----- EXCERPT -----

Malaysian ship owner saw operating profits fall 7.2% despite an 8.7% increase in group revenues.

   MISC Group reported operating profits of 468.2 million Malaysian ringgit (U.S. $131.27 million) for the first quarter of 2015, a 7.2 percent decrease from the first quarter of 2014.
   The Malaysian ship owner attributed the decline in profits primarily to lower revenue in its liquid natural gas business and additional costs from heavy engineering projects. Higher profit in the MISC’s offshore business and lower losses in its chemical business helped to mitigate the decrease in group operating profit, according to the company’s most recent financial statements.
   Group revenues were up 8.7 percent to 2.49 billion for the quarter, thanks to improved freight rates in MISC’s petroleum business and the commencement of finance lease income from its Floating, Production, Storage and Offloading (“FPSO”) unit in September 2014.  
   According to the company, MISC’s financial performance in 2015 “will continue to be underpinned by secured recurring income from a portfolio of long term contracts in the LNG shipping and offshore business segments.

----- GIVEN INFORMATION -----

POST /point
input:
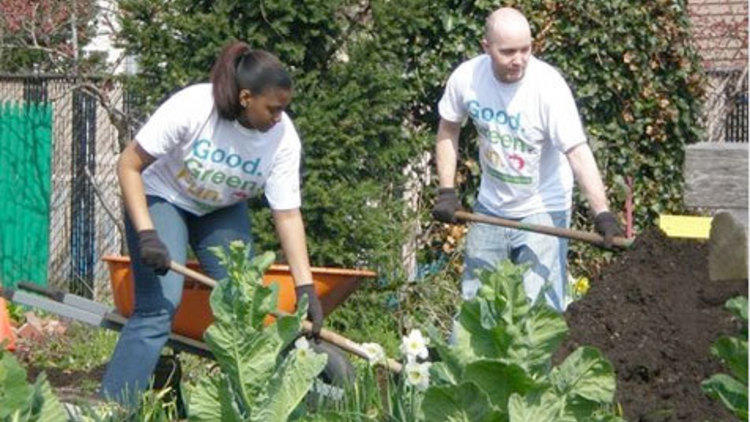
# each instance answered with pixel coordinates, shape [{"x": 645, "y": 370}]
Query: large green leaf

-----

DIRECTIVE A:
For each statement below, state whether it agrees with the excerpt on MISC Group's first-quarter 2015 results. Answer yes or no, and quote the words of the excerpt that decide it.
(i) MISC Group's revenues for the first quarter of 2015 rose by 8.7 percent.
(ii) Losses in MISC's chemical business grew during the quarter.
(iii) Finance lease income from the FPSO unit began in September 2014.
DIRECTIVE B: Carry the excerpt on MISC Group's first-quarter 2015 results forward, writing the passage that comes after its last sentence.

EXPECTED OUTPUT A:
(i) Yes: "Group revenues were up 8.7 percent to 2.49 billion for the quarter"
(ii) No: "lower losses in its chemical business helped to mitigate the decrease in group operating profit"
(iii) Yes: "the commencement of finance lease income from its Floating, Production, Storage and Offloading (“FPSO”) unit in September 2014"

EXPECTED OUTPUT B:
   “Despite the severe drop in global oil prices in the past few months, petroleum shipping segment has found strength from sustained global oil production,” MISC said. “Barring any material cutbacks in global oil production, the recent strength in petroleum shipping could be sustained for the year. Chemical shipping prospects remain mixed given uncertainty in demand as a result of sluggish growth in certain economic zones.
   “However, it will be a challenging year for the oil and gas services segment, such as fabrication and construction given the reduction in capital and operating expenditures by major oil companies in a low oil price environment,” it added. “The group’s heavy engineering business will draw on its present order book along with other cost management and operational excellence initiatives to sustain profitability during the year.”